__Text to read__:
Ignore the Doom-and-Gloom Crowd When They Talk About $40 Oil

I just returned from a week down South with a few of my energy clients. It's good to get my hands dirty and remind myself firsthand what is going on at the project level of some of the country's top energy companies.

But when I returned home this weekend, I made the mistake of flicking on the television and opening the newspaper.
I can't believe that the pundits are now predicting that oil will fall to $40 a barrel. They also are projecting that the entire natural gas sector is going to collapse.

Here we go again.

Yes, we are wrestling with an energy sector that remains gun shy on elements from market volatility to geopolitical tensions.
And sure, $40 a barrel is possible, but only in an improbable situation where global demand for oil completely collapses, along with the world economy.

But we are in a new reality. And such doom and gloom predictions are highly oversimplified and potentially dangerous to you as an investor.

Here's why.

Such predictions are misguided because they rely too heavily on illogical assumptions.
These pundits see major changes coming because they single out individual factors and think they describe behavior of the entire energy sector.

That's dangerous, because markets and good investing decisions depend on reliable (and complete) information.

Cherry picking statistics to predict such doom and gloom is a very dangerous game.
Not only will you simply end up with a very basic misread of what is going on, it usually provides a very inaccurate sense of what you should do as an investor. These assumptions will end up costing you money if they are not balanced with the other factors in play.

Now then, I really want to dig deeper into this. As your energy guide, I have to.

So let's get started.

Assumption 1: High Investment Means Higher Volumes

There is a common misperception that increased oil and gas investments will translate to higher production volumes. The assumption here is that there are no other elements affecting how much supply exists, or how what is coming out of the ground translates into profit for the investor.

And that is both untrue and very risky.

Now, it might seem logical that higher investment means higher return. After all, it has been a staple tenet among market analysts until recently that higher product prices encourage investment while lower prices discourage it.

But this sort of logic assumes that all oil being taken out of the ground is the same.

Simply put: It isn't.

No longer can we as investors rely on the procurement and profits of light sweet (and inexpensive) crude.

What is now being drilled is heavier, higher-sulfur content. Viscosity (thickness and flow) levels of these fuels are much higher, making them more expensive to drill and transport. These fields produce less oil but require greater levels of capital to procure.

Also, these conventional sources of oil are coming from smaller fields, located in areas posing economic and political difficulties, while requiring considerable additional investment in absent infrastructure and transport. The U.S. Geological Survey concluded that more than three quarters of the significant conventional oil and gas fields left on the planet are likely to be found in deepwater or above the Arctic Circle.

The oil may be there, but it will take considerably greater amounts of investment to move it out. These additional levels of investment, therefore, are representing the added cost of finding and extracting oil, not the automatic connection between more capital committed resulting in move oil available.

And such costs will be factored into the price of oil moving forward. There's no way that an oil company will continue to sell oil at $40 a barrel if it costs them $55 to $75 a barrel to take heavier oil out of the ground from these more expensive fields.

An Exception Based on Assumptions

However, Iraq is often presented as an exception to this capital disconnection.

There, the argument runs, considerable reserves are about to be extracted and that volume will almost single-handedly change the oil market. Presto, global oil supply problem solved.

__Material provided__:
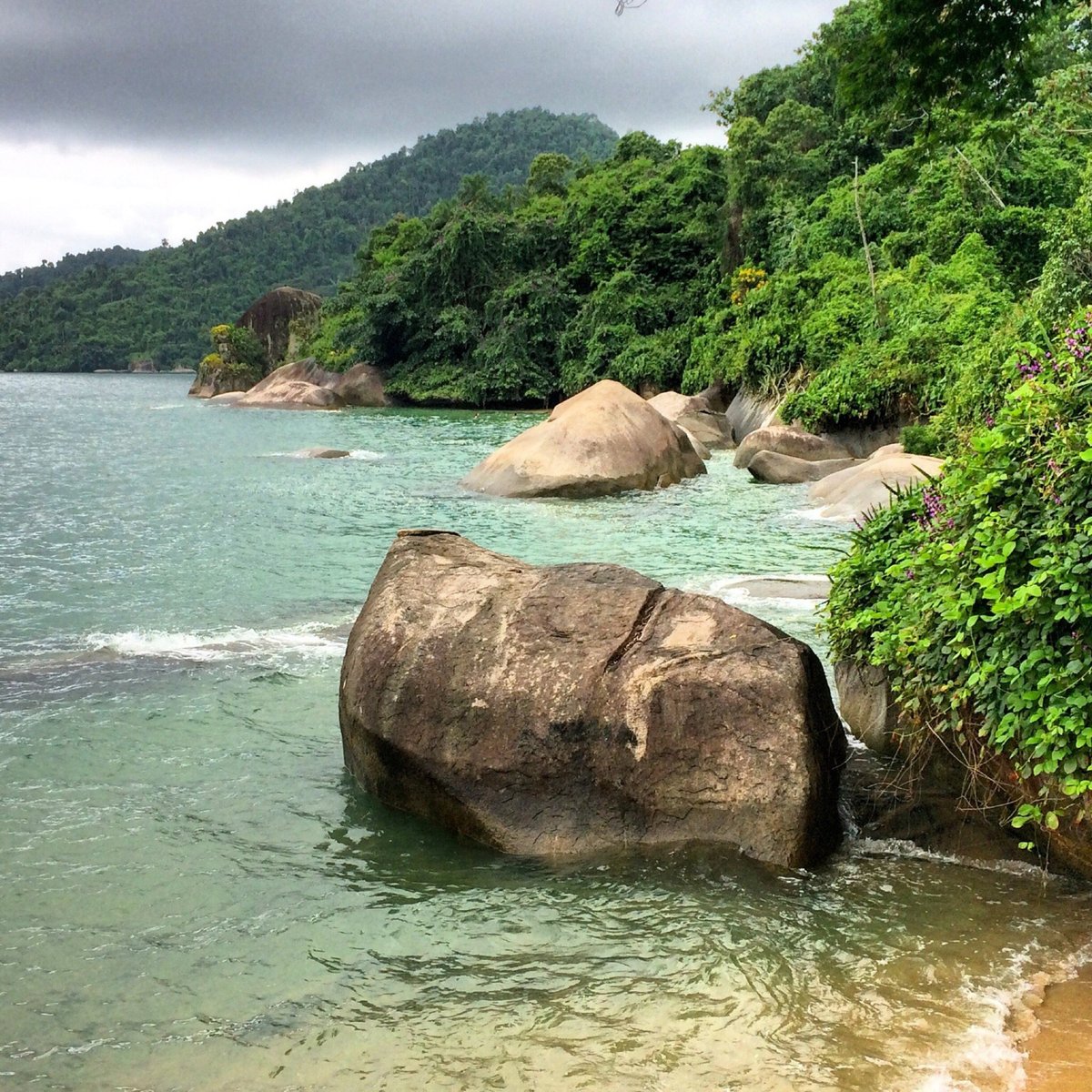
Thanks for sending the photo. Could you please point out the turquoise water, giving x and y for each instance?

__Directions for this task__: Resume the article about $40 oil forecasts after its last sentence, continuing the discussion of Iraq as the supposed exception.

__Result below__:
The reserves are almost certainly present. But that does not mean they will be entering the international market anytime soon. Since I advise in both Iraq and Kurdistan (the semiautonomous region of northern Iraq), I have spent some time with the projections and the reality.

Iraqi exports will increase, but not significantly for years. There are four major reasons why not.

  • Iraq has no Oil Law and sectoral disagreements are now moving against it. Without the law, regional political disputes will reduce overall production. The disagreement between Baghdad and northern Kurdistan on oil and gas development, for example, has already introduced a major political crisis.
  • The increase in production at major fields is under the control of large international oil companies operating in Iraq on service contracts producing a low per barrel figure of payment. It will take some time for these companies to recover their investments with additional production beyond contracts unlikely. These companies also need to balance any additional Iraqi production against their extractions elsewhere in the world. Otherwise, they reduce their profits from other production over which they have greater control.
  • Iraq will be provided with a monthly production quota from OPEC, of which it is a member. It has not had one for over two decades. OPEC will use the quote system to maintain distribution among its members and that will curtail how much new oil comes on line. For its part, Baghdad needs OPEC and has already indicated it will abide by whatever quota emerges.
  • The infrastructure, power generation, and logistical coordination are in shambles. These deficiencies will cap additional production and extraction well before levels the pundits boldly predict.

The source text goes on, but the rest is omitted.